[PASSAGE FOR REVIEW]

The breakdown of his marriage and the family’s ensuing
divide provide Graduation’s greater
scenes as they intimately connect the social and psychological realism of
Mungiu’s no frills, kitchen sink style. The director favours long takes and
medium shots that could easily double as master shots for directors looking to establish
a scene, but the overdrawn moments of Graduation
sting with the restlessness and asphyxiation of a marriage, which, like the
shot, has gone on for far too long. Romeo’s failure to bridge the divides in
his family mirrors the disrepair of his larger community: corrupt practices are
as effective as Band Aids from Dollarama are when it comes to healing.
Graduation is, in
many ways, the film that Asghar Farhadi’s The Salesman strives to be in that they both put men on similar quests to
restore honour to the women in their families following violent assaults by
predatory men. The film benefits from keeping the scope of the drama zeroed in
on the intersections between familial and social breakdowns, whereas Farhadi’s
film somewhat muddles its staid morality play with a take on Arthur Miller that
never comes to fruition. At the same time, Graduation
also suffers from two drawbacks that mar The Salesman. One is an uncomfortable air of misogyny as the
resolute patriarchs treat assaults on female family members as personal
affronts. The other hiccup is that both directors lapse into routine. The style
is there, but it’s something we’ve seen before.
Graduation
delivers on the promise of 4 Months, 3
Weeks, and 2 Days in the sense that Mungiu has established a comfort zone
that isn’t dissatisfying. (Praise Beyond
the Hills all you want, but it’s inexplicably pointless.) Mungiu certainly
owns the long take thing, the bare bones compositions, and the drab miserablism
that looks hungry for a little light. Graduation
carries the Best Director prize from last year’s Cannes Film Festival (he
tied Oliver Assayas for Personal Shopper)

[/PASSAGE FOR REVIEW]
[EXTRACTED INFORMATION]

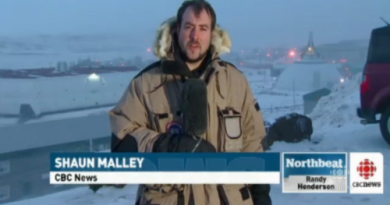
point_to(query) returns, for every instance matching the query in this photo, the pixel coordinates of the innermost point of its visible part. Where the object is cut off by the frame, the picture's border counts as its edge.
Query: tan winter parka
(152, 101)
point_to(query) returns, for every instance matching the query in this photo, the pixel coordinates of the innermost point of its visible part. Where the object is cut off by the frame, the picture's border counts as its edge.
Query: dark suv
(375, 85)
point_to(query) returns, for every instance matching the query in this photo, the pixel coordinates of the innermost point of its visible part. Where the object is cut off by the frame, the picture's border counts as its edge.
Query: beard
(193, 60)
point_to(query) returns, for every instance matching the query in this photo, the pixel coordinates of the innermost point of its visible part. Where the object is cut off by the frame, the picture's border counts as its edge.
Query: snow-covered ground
(336, 129)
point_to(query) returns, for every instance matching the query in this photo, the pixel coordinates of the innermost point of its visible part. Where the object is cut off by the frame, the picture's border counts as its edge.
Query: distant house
(25, 152)
(310, 100)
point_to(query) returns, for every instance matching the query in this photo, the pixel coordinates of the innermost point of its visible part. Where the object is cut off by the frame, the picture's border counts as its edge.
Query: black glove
(182, 143)
(260, 194)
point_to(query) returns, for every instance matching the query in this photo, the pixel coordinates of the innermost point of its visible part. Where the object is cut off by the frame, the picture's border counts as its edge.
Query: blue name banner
(315, 172)
(165, 162)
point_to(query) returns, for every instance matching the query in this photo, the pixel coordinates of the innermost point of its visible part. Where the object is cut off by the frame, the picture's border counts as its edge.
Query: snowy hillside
(336, 129)
(339, 108)
(44, 51)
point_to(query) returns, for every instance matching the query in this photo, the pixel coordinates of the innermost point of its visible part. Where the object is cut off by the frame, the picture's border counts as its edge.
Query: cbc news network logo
(366, 170)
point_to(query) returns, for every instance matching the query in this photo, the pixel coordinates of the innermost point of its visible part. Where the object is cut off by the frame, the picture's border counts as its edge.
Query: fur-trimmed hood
(221, 41)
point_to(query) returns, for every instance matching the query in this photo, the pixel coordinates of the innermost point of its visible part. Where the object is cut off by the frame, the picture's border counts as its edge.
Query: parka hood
(163, 44)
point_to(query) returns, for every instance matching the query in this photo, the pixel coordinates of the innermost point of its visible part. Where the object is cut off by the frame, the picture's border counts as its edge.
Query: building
(345, 51)
(308, 74)
(25, 150)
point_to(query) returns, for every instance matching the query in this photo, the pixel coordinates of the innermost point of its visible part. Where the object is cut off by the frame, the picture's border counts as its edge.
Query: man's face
(194, 35)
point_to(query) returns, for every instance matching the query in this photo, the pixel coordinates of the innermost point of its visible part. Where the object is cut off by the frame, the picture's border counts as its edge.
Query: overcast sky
(267, 22)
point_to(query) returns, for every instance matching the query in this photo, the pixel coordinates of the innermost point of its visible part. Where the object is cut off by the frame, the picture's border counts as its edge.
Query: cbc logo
(339, 174)
(366, 169)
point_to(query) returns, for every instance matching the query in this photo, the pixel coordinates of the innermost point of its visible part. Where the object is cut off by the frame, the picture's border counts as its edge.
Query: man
(149, 112)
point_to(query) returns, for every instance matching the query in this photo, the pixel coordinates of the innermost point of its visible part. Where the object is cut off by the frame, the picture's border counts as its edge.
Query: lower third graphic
(315, 173)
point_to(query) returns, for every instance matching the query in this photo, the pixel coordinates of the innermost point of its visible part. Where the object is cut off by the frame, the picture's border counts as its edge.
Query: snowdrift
(339, 108)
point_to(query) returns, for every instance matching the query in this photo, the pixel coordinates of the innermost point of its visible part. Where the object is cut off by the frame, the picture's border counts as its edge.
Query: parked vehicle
(375, 85)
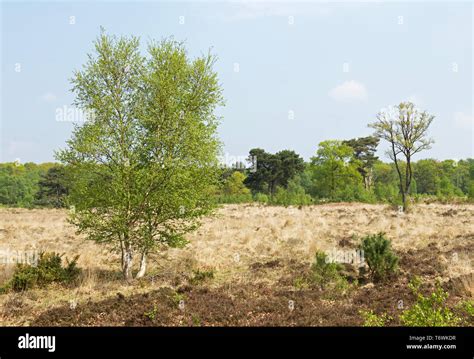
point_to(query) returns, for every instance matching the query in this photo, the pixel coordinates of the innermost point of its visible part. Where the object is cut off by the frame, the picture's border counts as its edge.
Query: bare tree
(405, 127)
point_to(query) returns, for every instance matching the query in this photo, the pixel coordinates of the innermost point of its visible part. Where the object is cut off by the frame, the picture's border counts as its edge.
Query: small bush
(379, 256)
(152, 313)
(324, 272)
(373, 320)
(48, 270)
(261, 198)
(200, 276)
(429, 311)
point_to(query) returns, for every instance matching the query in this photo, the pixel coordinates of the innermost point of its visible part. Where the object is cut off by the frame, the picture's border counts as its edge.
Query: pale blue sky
(291, 90)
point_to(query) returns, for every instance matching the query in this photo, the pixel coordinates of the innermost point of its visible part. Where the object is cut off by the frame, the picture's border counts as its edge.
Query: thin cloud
(349, 91)
(464, 120)
(49, 97)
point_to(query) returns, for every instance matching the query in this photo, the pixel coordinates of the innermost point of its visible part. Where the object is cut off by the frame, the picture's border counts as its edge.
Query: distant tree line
(344, 171)
(340, 171)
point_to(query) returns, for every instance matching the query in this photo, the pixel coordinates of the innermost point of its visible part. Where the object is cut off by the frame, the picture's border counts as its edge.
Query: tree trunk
(127, 263)
(142, 270)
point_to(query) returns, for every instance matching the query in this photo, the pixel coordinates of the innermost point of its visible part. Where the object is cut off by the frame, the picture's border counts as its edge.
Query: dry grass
(232, 243)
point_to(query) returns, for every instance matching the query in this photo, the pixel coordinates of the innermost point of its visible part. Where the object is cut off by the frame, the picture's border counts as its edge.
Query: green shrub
(200, 276)
(261, 198)
(324, 272)
(152, 313)
(429, 311)
(379, 256)
(373, 320)
(48, 270)
(294, 195)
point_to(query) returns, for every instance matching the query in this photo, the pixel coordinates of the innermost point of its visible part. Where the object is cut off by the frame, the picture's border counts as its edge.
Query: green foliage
(144, 167)
(325, 273)
(405, 128)
(379, 256)
(364, 152)
(49, 269)
(429, 311)
(19, 183)
(272, 170)
(335, 172)
(467, 307)
(233, 189)
(373, 320)
(152, 313)
(294, 195)
(53, 188)
(261, 198)
(201, 276)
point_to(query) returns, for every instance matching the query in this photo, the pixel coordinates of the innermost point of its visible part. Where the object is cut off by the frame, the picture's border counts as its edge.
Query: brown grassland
(258, 255)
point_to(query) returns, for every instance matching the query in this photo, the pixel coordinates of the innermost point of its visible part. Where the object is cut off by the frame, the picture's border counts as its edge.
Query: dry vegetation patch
(255, 254)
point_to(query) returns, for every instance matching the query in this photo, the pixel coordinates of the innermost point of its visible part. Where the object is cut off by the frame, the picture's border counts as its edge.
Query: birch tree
(144, 166)
(405, 128)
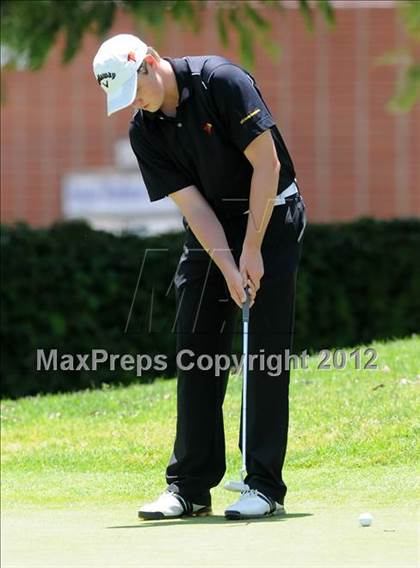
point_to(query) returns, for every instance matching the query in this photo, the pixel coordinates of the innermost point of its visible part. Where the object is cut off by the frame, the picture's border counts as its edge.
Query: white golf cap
(115, 67)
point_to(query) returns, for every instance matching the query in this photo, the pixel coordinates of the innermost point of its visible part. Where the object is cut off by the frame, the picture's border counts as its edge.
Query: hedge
(70, 288)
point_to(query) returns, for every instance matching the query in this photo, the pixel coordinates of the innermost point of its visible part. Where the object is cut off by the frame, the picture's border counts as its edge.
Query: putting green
(306, 536)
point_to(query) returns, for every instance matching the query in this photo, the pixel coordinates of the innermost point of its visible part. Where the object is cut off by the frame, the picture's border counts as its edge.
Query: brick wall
(352, 157)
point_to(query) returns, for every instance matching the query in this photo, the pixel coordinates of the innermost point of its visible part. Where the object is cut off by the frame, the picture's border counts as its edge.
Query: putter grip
(245, 307)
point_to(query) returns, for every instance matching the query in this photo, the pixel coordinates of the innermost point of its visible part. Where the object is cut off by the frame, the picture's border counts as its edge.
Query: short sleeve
(239, 104)
(160, 174)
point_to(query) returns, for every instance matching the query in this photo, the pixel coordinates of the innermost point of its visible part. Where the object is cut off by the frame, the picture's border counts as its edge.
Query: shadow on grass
(210, 520)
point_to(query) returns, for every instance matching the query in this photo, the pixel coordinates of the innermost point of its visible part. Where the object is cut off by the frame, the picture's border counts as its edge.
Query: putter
(241, 485)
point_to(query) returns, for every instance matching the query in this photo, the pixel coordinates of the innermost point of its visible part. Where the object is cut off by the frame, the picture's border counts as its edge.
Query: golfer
(204, 137)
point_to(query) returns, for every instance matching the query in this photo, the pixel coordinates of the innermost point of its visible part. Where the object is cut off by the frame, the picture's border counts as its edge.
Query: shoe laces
(248, 493)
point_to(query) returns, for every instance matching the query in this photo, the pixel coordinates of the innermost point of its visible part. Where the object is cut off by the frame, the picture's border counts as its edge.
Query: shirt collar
(183, 81)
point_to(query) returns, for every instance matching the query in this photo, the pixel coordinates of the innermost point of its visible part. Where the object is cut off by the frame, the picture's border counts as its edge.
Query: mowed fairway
(75, 468)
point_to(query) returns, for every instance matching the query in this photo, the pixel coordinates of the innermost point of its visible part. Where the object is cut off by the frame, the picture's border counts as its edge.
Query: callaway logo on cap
(115, 67)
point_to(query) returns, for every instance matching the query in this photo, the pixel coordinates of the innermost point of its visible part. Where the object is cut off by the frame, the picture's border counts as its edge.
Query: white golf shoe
(170, 505)
(253, 504)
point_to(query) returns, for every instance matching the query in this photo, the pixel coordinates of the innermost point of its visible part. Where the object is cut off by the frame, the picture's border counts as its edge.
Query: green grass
(352, 438)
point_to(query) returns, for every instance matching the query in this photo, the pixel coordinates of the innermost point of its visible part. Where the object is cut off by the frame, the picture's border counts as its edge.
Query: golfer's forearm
(209, 231)
(264, 185)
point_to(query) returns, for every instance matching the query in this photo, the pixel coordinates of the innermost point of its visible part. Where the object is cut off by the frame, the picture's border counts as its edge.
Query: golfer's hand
(251, 267)
(235, 284)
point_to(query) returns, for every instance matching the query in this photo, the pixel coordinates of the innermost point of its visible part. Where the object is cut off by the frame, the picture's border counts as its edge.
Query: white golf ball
(365, 519)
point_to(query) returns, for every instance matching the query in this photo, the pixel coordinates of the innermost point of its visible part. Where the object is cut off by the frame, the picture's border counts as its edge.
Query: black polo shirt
(219, 114)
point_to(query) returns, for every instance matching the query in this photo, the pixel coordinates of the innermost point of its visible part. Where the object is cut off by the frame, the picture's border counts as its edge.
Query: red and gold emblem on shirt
(208, 128)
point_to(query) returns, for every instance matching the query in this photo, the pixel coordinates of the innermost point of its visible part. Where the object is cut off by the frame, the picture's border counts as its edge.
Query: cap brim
(123, 97)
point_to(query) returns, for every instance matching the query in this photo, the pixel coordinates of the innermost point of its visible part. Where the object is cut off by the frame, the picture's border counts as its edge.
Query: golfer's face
(150, 93)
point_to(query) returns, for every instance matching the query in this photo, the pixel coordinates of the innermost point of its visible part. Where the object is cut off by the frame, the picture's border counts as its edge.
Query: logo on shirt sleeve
(250, 115)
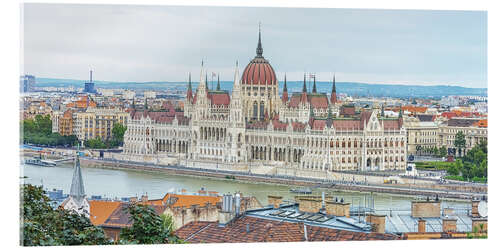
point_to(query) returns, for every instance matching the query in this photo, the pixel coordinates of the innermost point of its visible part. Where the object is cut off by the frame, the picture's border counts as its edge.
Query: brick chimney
(475, 211)
(449, 224)
(275, 201)
(227, 212)
(338, 208)
(426, 208)
(421, 225)
(309, 204)
(378, 222)
(477, 222)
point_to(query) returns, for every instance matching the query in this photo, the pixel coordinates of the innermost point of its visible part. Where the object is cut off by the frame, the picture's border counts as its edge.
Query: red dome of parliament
(259, 71)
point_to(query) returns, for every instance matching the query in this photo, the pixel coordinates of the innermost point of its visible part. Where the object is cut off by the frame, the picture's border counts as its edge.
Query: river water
(112, 183)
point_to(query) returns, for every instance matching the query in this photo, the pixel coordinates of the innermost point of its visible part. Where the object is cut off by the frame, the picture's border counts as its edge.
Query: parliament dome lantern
(259, 71)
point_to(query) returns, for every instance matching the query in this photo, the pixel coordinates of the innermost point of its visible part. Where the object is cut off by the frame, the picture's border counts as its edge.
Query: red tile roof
(264, 230)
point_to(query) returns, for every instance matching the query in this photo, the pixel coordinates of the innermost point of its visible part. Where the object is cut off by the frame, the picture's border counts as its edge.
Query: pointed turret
(311, 116)
(206, 80)
(189, 94)
(218, 83)
(259, 50)
(77, 191)
(314, 85)
(303, 97)
(304, 88)
(333, 97)
(236, 76)
(329, 118)
(284, 97)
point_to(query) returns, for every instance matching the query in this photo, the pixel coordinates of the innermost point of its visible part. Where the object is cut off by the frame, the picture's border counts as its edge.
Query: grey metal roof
(405, 223)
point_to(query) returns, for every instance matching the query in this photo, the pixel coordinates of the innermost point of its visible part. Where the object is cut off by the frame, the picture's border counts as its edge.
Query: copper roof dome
(259, 71)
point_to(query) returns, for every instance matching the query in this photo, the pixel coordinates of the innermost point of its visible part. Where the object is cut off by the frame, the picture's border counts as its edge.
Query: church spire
(304, 88)
(190, 89)
(259, 46)
(314, 85)
(333, 97)
(218, 83)
(77, 190)
(284, 97)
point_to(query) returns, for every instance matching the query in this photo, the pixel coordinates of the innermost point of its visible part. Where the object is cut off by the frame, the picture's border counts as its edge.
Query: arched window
(255, 110)
(262, 110)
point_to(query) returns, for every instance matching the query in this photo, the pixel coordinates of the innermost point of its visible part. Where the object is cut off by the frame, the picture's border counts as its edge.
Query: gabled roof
(219, 98)
(120, 217)
(266, 230)
(100, 210)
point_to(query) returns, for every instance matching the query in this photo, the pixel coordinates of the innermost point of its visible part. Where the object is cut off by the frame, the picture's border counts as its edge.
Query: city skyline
(401, 47)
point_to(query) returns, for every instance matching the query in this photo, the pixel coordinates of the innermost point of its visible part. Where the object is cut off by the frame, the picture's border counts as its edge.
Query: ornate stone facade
(254, 126)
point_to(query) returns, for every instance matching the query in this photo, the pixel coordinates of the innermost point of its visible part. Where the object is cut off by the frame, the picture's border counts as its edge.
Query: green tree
(43, 225)
(460, 142)
(442, 151)
(148, 227)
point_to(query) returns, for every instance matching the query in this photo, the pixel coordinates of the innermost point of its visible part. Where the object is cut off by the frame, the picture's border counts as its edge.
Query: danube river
(112, 183)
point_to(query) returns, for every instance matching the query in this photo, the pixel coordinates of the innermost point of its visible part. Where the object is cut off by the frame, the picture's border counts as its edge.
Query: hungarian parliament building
(254, 126)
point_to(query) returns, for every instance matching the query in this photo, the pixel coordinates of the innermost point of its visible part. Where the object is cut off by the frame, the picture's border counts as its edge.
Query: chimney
(275, 201)
(426, 208)
(421, 225)
(305, 232)
(481, 224)
(309, 204)
(339, 208)
(377, 221)
(449, 224)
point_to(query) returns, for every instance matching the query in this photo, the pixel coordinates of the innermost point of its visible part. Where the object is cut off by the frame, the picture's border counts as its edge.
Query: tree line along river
(118, 183)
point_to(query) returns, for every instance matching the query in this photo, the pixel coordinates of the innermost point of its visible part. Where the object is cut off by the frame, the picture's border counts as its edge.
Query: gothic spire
(259, 46)
(218, 83)
(314, 85)
(77, 190)
(333, 97)
(190, 89)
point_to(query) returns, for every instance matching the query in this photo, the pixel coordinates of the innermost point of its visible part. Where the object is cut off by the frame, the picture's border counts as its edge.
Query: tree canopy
(42, 225)
(148, 227)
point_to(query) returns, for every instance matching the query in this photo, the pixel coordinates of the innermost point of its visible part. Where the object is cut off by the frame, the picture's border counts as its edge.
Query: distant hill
(349, 88)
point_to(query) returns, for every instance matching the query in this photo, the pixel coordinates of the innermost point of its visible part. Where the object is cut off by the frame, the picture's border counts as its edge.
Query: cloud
(164, 43)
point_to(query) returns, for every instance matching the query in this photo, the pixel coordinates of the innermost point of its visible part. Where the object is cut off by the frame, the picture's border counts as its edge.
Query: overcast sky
(165, 43)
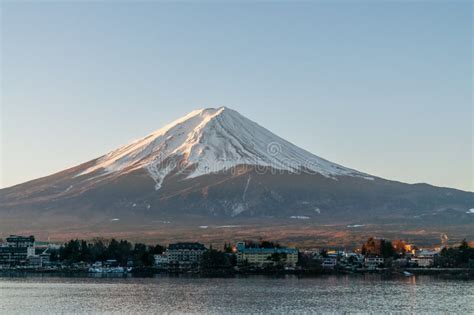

[/EXTRACTED INFORMATION]

**ASSIGNMENT A:**
Return the stretch of the Graduation review from "The breakdown of" through "comes to healing.", copied word for word.
**ASSIGNMENT B:**
Answer these questions using the review of Graduation:
(i) Which Asghar Farhadi film does the review say Graduation resembles?
(ii) Which playwright does Farhadi's film take on, according to the review?
(iii) Which Mungiu film does the reviewer call inexplicably pointless?

**EXPECTED OUTPUT A:**
The breakdown of his marriage and the family’s ensuing
divide provide Graduation’s greater
scenes as they intimately connect the social and psychological realism of
Mungiu’s no frills, kitchen sink style. The director favours long takes and
medium shots that could easily double as master shots for directors looking to establish
a scene, but the overdrawn moments of Graduation
sting with the restlessness and asphyxiation of a marriage, which, like the
shot, has gone on for far too long. Romeo’s failure to bridge the divides in
his family mirrors the disrepair of his larger community: corrupt practices are
as effective as Band Aids from Dollarama are when it comes to healing.

**EXPECTED OUTPUT B:**
(i) The Salesman
(ii) Arthur Miller
(iii) Beyond the Hills